* [ASSIGNMENT] Each record is to be transcribed exactly.

EXERCISE MATERIAL Block Start

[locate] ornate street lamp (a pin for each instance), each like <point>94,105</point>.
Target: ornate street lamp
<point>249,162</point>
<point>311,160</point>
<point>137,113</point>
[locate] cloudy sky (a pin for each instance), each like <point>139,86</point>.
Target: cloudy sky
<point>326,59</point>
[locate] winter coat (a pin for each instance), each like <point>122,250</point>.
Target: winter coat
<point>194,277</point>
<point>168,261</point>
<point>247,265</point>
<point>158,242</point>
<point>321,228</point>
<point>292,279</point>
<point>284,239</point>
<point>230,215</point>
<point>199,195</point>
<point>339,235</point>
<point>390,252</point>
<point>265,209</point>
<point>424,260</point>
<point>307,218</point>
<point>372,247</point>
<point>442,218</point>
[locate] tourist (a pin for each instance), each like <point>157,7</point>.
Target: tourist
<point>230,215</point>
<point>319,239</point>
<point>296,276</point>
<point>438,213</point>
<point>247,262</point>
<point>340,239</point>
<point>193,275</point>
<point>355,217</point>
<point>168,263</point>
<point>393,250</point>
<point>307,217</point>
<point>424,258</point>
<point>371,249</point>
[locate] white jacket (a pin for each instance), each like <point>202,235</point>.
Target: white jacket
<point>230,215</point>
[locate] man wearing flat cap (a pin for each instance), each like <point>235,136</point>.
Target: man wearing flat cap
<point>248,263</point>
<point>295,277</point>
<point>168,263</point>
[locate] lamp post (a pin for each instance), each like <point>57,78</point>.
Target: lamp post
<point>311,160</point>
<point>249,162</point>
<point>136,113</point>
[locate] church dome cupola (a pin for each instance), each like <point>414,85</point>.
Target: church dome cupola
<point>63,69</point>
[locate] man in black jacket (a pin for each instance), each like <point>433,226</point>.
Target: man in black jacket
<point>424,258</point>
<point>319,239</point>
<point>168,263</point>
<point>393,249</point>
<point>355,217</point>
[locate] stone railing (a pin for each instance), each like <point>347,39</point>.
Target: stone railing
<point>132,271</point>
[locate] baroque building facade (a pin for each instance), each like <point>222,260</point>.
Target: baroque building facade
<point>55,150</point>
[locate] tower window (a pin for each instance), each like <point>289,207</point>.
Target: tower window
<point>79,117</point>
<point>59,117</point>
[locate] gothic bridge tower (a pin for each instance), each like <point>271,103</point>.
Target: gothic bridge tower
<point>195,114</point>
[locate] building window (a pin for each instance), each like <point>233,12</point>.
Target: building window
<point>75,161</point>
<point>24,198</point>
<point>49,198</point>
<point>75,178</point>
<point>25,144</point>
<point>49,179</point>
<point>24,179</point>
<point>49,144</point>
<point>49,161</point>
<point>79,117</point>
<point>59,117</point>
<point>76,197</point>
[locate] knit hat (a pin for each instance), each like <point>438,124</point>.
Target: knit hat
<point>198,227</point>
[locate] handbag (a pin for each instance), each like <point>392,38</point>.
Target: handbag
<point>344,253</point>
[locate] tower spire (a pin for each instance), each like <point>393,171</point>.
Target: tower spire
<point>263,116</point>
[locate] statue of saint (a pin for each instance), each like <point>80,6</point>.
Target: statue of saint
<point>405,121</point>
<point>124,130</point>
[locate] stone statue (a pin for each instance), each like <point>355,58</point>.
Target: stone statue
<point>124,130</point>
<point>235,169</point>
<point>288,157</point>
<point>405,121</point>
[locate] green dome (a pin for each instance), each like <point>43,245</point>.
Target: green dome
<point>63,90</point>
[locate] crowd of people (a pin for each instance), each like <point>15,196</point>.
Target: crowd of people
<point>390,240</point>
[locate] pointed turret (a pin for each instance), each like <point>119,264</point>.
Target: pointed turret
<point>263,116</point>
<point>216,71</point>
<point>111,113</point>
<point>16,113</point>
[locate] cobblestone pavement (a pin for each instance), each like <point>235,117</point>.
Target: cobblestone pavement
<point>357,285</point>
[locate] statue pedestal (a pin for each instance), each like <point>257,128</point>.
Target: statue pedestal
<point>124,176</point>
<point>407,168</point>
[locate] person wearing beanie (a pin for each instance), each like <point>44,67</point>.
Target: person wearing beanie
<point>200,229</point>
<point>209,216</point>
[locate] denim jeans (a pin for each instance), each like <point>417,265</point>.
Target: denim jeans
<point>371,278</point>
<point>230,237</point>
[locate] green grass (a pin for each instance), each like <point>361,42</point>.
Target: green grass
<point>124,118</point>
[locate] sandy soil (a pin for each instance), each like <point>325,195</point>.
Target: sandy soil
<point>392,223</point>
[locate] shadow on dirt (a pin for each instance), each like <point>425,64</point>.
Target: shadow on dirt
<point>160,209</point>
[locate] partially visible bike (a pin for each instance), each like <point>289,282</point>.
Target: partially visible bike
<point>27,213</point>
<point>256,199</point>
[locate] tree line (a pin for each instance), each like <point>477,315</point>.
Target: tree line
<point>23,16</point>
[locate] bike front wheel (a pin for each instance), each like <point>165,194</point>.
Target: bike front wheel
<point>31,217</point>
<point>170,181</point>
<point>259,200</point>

EXERCISE MATERIAL Block End

* [SOLUTION TO THIS EXERCISE]
[locate] ornate street lamp (a pin for each instance), each like <point>94,105</point>.
Target: ornate street lamp
<point>249,162</point>
<point>311,160</point>
<point>137,113</point>
[locate] cloudy sky (a pin for each instance), each like <point>139,86</point>.
Target: cloudy sky
<point>326,59</point>
[locate] winter coat (a pin for each instance), each like <point>122,250</point>.
Target: winter coat
<point>194,277</point>
<point>168,261</point>
<point>247,265</point>
<point>158,242</point>
<point>321,228</point>
<point>292,279</point>
<point>284,239</point>
<point>230,215</point>
<point>199,195</point>
<point>339,235</point>
<point>390,252</point>
<point>265,209</point>
<point>424,260</point>
<point>307,218</point>
<point>372,247</point>
<point>442,218</point>
[locate] tourist (a pin for each instance), each like <point>157,7</point>.
Target: tourist
<point>230,215</point>
<point>319,239</point>
<point>296,276</point>
<point>438,213</point>
<point>247,262</point>
<point>340,239</point>
<point>193,275</point>
<point>355,217</point>
<point>168,263</point>
<point>393,250</point>
<point>307,217</point>
<point>424,258</point>
<point>371,249</point>
[locate] white jacket (a pin for each instance), each like <point>202,235</point>.
Target: white jacket
<point>230,215</point>
[locate] man wearing flat cap (a pin for each instance), each like <point>235,136</point>.
Target: man wearing flat cap
<point>248,263</point>
<point>295,277</point>
<point>168,263</point>
[locate] lamp post (a pin for each instance), each like <point>57,78</point>.
Target: lamp post
<point>311,160</point>
<point>249,162</point>
<point>136,113</point>
[locate] church dome cupola (a pin for each instance), each like <point>414,85</point>.
Target: church dome cupola
<point>63,69</point>
[locate] man in black jacket (a pin for each instance), each like <point>433,226</point>.
Target: man in black jacket
<point>424,258</point>
<point>319,239</point>
<point>168,263</point>
<point>393,249</point>
<point>355,217</point>
[locate] stone railing (a pin for each instance), each like <point>347,39</point>.
Target: stone railing
<point>132,271</point>
[locate] baroque building facade (a pin for each instance), each like <point>222,260</point>.
Target: baroque building facade
<point>55,150</point>
[locate] tower window (a pin for each instance), each like <point>289,207</point>.
Target: tower window
<point>79,117</point>
<point>59,117</point>
[locate] gothic bridge tower (a pin for each instance), each like <point>271,103</point>.
Target: gothic bridge tower
<point>195,114</point>
[locate] building window (a pin for each instance), each like <point>233,12</point>.
Target: building window
<point>75,161</point>
<point>24,198</point>
<point>49,198</point>
<point>75,178</point>
<point>25,144</point>
<point>49,179</point>
<point>24,179</point>
<point>49,144</point>
<point>49,161</point>
<point>79,117</point>
<point>59,117</point>
<point>76,197</point>
[locate] knit hat (a pin for each instance), each like <point>438,124</point>.
Target: knit hat
<point>198,227</point>
[locate] handbag (a pin for each instance), each like <point>392,38</point>.
Target: handbag
<point>344,253</point>
[locate] tower spire (a pin for each instance), each like <point>393,171</point>.
Target: tower spire
<point>263,116</point>
[locate] statue of saint (a pin for each instance), each like <point>80,6</point>.
Target: statue of saint
<point>405,121</point>
<point>124,130</point>
[locate] stone statue (a pin for each instance), each like <point>355,58</point>.
Target: stone statue
<point>124,130</point>
<point>235,169</point>
<point>288,157</point>
<point>405,121</point>
[locate] green dome (a pin for each instance), each like <point>43,245</point>.
Target: green dome
<point>63,90</point>
[locate] crowd of people (a pin for each instance), each like <point>15,196</point>.
Target: crowd of people
<point>390,240</point>
[locate] pointed turret (a pin for each instance), each like <point>119,264</point>.
Target: pointed turret
<point>263,116</point>
<point>216,71</point>
<point>111,113</point>
<point>16,113</point>
[locate] cobblestone pavement (a pin for each instance), each like <point>235,117</point>.
Target: cobblestone pavement
<point>357,285</point>
[locate] statue pedestal (a pin for each instance), each like <point>257,128</point>.
Target: statue pedestal
<point>124,176</point>
<point>407,168</point>
[locate] person wearing beanie (a pin for each instance), each like <point>44,67</point>.
Target: person wearing beanie
<point>200,229</point>
<point>209,216</point>
[locate] denim jeans (a pin for each instance), each like <point>417,265</point>.
Target: denim jeans
<point>371,278</point>
<point>230,237</point>
[locate] green grass (a pin for each instance), each like <point>361,42</point>.
Target: green grass
<point>124,118</point>
[locate] sandy soil (a pin for each instance), each like <point>325,195</point>.
Target: sandy soil
<point>392,223</point>
[locate] shadow on dirt (a pin for each instance), each like <point>425,64</point>.
Target: shadow on dirt
<point>160,209</point>
[locate] partially visible bike (a pin for each instance), each like <point>289,282</point>.
Target: partially visible bike
<point>27,213</point>
<point>256,199</point>
[locate] tree line (a pin for each instance), each like <point>477,315</point>.
Target: tree line
<point>23,16</point>
[locate] bike front wheel (a pin for each instance), each like <point>165,194</point>.
Target: bike front wheel
<point>31,217</point>
<point>170,181</point>
<point>259,200</point>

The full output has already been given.